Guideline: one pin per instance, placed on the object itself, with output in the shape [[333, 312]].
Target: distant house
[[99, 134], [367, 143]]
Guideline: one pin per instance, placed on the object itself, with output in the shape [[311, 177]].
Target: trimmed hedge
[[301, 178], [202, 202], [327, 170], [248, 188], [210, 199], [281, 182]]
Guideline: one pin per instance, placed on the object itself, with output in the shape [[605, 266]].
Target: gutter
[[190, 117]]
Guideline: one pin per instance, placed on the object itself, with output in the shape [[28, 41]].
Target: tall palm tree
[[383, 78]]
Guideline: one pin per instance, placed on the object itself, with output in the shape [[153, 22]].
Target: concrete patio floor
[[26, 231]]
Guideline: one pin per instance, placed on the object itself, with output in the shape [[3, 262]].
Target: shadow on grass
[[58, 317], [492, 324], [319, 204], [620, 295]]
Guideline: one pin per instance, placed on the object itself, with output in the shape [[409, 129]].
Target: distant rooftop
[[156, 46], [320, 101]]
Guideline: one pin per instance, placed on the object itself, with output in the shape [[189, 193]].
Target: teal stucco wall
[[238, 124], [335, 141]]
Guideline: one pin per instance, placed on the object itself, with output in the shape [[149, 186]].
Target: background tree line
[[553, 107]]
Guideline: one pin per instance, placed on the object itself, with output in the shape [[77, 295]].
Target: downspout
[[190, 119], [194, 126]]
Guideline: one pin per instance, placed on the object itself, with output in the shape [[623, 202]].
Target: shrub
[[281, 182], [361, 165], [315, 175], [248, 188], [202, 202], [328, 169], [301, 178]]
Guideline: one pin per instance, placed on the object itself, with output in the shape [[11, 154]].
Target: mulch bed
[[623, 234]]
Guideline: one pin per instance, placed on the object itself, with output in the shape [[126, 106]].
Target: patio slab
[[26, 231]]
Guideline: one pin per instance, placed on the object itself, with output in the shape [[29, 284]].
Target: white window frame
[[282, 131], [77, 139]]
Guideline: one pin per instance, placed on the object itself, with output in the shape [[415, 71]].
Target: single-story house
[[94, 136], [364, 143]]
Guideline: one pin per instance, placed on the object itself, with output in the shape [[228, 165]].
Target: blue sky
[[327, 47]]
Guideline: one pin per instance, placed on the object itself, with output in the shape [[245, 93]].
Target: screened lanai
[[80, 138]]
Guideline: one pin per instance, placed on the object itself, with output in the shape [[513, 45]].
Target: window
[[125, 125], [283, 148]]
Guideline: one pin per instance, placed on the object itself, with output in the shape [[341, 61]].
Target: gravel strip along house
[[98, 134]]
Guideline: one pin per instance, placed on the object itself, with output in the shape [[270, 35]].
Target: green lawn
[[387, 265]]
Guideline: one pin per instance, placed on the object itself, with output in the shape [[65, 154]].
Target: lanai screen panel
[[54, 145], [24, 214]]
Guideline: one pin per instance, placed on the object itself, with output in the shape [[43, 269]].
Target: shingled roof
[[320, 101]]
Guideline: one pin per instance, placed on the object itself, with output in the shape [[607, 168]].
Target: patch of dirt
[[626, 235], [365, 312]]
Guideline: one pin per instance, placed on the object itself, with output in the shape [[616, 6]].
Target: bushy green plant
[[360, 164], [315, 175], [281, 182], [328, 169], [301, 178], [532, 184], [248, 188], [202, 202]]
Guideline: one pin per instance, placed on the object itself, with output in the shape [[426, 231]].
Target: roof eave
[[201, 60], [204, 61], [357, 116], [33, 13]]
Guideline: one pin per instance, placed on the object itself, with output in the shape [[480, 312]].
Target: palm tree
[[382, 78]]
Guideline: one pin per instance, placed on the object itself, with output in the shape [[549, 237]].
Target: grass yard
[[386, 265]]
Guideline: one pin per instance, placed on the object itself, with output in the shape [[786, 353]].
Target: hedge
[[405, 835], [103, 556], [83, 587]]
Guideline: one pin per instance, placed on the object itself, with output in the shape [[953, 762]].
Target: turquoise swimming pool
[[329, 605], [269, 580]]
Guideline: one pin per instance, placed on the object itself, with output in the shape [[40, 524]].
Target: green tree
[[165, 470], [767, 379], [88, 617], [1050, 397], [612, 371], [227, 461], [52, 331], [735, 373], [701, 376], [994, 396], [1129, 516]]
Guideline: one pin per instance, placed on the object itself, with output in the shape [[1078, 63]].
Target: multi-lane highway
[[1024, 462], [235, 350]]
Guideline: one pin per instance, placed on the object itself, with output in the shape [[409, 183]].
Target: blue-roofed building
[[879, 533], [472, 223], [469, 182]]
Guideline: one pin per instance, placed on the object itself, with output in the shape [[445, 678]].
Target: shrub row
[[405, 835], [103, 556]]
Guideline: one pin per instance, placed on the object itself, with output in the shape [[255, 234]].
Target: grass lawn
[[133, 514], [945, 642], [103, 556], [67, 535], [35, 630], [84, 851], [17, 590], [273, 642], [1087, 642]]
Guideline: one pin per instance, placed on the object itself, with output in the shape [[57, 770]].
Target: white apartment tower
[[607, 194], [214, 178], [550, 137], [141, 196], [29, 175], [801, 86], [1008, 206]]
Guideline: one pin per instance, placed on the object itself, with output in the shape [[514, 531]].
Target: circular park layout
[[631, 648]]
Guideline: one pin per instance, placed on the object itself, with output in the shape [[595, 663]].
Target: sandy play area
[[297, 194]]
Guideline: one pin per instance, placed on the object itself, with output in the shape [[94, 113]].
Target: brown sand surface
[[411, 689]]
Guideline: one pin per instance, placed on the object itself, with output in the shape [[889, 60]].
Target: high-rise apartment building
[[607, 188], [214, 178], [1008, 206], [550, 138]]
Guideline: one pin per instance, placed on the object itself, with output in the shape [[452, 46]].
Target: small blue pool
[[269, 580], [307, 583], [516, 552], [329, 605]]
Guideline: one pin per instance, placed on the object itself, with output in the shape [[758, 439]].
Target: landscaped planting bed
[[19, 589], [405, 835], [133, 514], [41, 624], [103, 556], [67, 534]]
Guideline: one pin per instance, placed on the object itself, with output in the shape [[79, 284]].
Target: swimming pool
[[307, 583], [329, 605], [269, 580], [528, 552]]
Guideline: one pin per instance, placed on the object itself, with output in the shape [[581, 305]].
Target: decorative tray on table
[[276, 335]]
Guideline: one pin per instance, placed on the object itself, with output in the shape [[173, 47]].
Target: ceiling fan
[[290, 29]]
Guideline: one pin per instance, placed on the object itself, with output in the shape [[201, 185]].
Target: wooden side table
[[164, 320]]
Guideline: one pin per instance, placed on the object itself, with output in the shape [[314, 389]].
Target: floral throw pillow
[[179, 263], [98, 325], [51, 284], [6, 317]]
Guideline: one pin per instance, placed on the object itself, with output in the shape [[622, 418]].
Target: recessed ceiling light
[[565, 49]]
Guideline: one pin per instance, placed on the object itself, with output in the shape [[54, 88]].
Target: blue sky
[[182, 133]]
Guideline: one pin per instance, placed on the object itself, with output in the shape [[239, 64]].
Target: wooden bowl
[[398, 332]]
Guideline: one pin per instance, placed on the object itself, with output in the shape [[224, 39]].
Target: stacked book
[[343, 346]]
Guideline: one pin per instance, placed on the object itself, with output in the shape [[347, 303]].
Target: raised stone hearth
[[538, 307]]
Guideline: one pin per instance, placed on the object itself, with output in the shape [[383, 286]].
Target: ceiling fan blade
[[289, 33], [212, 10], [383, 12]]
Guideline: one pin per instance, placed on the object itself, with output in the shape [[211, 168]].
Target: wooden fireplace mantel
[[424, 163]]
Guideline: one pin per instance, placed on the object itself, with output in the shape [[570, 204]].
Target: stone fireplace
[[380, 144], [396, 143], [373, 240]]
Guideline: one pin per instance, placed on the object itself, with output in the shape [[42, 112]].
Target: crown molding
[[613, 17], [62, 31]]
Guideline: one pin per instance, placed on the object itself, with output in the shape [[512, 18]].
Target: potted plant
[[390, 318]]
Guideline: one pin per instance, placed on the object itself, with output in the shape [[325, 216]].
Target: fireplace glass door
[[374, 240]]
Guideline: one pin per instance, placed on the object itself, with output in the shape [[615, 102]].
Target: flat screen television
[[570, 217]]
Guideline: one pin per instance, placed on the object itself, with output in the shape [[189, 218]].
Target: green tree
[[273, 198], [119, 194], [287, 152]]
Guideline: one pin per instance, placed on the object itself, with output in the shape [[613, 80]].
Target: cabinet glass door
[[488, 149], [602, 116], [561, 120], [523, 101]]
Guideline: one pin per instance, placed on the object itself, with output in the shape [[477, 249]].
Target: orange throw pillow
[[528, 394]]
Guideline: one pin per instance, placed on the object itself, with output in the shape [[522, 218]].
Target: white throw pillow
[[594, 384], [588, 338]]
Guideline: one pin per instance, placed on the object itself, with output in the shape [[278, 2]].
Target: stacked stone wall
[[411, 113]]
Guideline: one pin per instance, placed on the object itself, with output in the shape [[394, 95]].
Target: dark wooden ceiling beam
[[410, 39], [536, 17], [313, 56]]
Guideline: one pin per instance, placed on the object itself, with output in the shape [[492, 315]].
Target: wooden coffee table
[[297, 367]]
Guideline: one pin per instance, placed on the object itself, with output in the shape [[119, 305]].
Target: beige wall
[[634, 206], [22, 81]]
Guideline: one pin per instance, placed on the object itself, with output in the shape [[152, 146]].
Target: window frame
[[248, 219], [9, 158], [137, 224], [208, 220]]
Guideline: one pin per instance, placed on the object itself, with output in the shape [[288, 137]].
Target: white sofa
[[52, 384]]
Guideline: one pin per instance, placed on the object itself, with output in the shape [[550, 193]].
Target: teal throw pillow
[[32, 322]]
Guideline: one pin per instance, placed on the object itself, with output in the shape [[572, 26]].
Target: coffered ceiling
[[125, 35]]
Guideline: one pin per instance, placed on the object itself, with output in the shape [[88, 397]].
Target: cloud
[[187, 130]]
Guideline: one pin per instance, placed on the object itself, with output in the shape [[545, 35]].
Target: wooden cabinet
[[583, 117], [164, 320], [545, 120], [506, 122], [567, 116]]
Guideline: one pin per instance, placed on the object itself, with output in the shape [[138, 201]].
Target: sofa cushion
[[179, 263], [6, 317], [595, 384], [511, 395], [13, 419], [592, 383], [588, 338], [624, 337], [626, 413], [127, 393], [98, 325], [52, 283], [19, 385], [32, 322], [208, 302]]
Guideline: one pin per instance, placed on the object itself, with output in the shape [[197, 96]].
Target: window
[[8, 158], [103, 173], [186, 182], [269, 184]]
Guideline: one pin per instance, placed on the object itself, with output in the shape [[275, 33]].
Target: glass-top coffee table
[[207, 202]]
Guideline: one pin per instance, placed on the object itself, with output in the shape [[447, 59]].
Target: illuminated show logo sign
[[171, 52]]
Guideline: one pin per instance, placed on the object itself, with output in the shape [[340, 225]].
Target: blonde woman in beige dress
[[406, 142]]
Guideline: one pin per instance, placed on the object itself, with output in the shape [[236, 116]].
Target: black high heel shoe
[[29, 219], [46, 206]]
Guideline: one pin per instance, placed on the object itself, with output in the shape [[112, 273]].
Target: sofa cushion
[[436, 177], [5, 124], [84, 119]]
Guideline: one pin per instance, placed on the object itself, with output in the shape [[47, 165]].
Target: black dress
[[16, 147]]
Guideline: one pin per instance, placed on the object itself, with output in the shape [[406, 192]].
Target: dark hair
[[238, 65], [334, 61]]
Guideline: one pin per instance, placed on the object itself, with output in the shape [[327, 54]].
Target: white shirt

= Work request =
Taking the listing above as the source, transcribe only the lines starting at the line with "shape [[607, 168]]." and going through the line with "shape [[40, 524]].", unaltered and with both ends included.

= Result for this exercise =
Guideline: one pin per instance, placed on the object itself, with output in the shape [[607, 168]].
Target: patch of dirt
[[626, 235], [365, 312]]
Guideline: one pin per instance, placed on the object itself, with output in the shape [[616, 6]].
Target: bushy green plant
[[360, 164], [315, 175], [281, 182], [328, 169], [301, 178], [532, 184], [248, 188], [202, 202]]
Guideline: one pin per instance, placed on the object itself, with output in the shape [[426, 231]].
Target: roof eave
[[201, 60], [204, 61], [357, 116], [33, 13]]
Guideline: one pin per instance, placed on the object itself, with output in the shape [[480, 312]].
Target: palm tree
[[382, 78]]
Guideline: one pin per instance, placed on the object itself, with output in the shape [[549, 237]].
Target: grass yard
[[386, 265]]
Guideline: one pin per instance, placed on the object itself, with output in the shape [[786, 353]].
Target: hedge
[[405, 835], [103, 556], [83, 587]]
Guideline: one pin per instance, placed on the object itself, with output in the shape [[953, 762]].
Target: turquoise swimming pool
[[329, 605], [269, 580]]
Guideline: one pin per instance, placed on the object itself, with output in the shape [[40, 524]].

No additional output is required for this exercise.